Turn the data below into a Markdown table with the columns "Row" and "Line": put one line in each row, number the rows, skip blank lines, and leave out the pictures.

╭─ Records

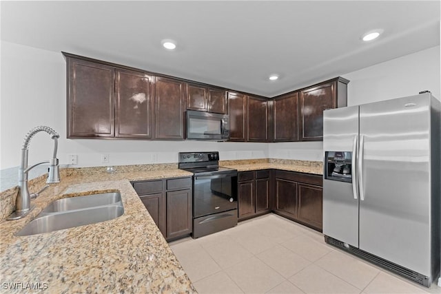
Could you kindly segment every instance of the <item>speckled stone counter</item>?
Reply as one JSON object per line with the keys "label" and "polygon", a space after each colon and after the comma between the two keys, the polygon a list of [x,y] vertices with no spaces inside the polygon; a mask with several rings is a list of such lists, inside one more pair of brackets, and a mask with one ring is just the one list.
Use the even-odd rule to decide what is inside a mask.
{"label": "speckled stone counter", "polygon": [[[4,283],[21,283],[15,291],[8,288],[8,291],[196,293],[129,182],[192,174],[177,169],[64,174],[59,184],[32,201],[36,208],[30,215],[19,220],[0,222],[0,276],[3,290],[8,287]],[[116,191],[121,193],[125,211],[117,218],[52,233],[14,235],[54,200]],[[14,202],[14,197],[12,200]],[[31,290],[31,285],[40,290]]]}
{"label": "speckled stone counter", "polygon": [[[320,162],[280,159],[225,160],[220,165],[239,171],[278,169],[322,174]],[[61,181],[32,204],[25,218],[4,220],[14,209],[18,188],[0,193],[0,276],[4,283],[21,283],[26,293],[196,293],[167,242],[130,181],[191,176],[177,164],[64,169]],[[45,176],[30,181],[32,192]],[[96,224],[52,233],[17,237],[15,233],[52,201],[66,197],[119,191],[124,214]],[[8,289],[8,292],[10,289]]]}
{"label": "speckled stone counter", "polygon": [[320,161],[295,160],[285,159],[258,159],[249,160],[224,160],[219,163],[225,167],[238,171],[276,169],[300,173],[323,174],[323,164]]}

╰─

-- Finished exercise --
| Row | Line |
|---|---|
| 1 | Could you kindly segment every instance of the <item>speckled stone counter</item>? |
| 2 | Reply as one JSON object per line with the keys "label" and "polygon", a space after each colon and after the comma between the two keys, the polygon a list of [x,y] vertices with no spaces inside the polygon; a mask with several rings is a list of such lists, inside one more pair of brackets, and a mask with one ring is just the one list. |
| 3 | Use the even-odd rule to decide what is inside a mask. |
| 4 | {"label": "speckled stone counter", "polygon": [[[4,283],[21,283],[15,291],[8,288],[8,291],[196,293],[129,182],[192,174],[177,169],[64,174],[59,184],[32,201],[36,208],[30,215],[19,220],[0,222],[0,276],[3,290],[8,287]],[[116,191],[121,193],[125,211],[117,218],[52,233],[14,235],[54,200]],[[14,202],[14,197],[12,200]],[[31,290],[31,285],[40,290]]]} |
| 5 | {"label": "speckled stone counter", "polygon": [[[320,162],[280,159],[225,160],[220,165],[239,171],[278,169],[322,174]],[[61,181],[32,204],[25,218],[4,220],[14,209],[18,188],[0,193],[0,276],[4,283],[21,283],[26,293],[196,293],[167,242],[130,181],[191,176],[177,164],[64,169]],[[45,176],[30,181],[32,192]],[[96,224],[52,233],[17,237],[15,233],[52,201],[66,197],[119,191],[124,214]],[[8,289],[8,292],[10,289]]]} |
| 6 | {"label": "speckled stone counter", "polygon": [[320,161],[295,160],[285,159],[258,159],[249,160],[224,160],[219,163],[225,167],[238,171],[276,169],[300,173],[323,174],[323,164]]} |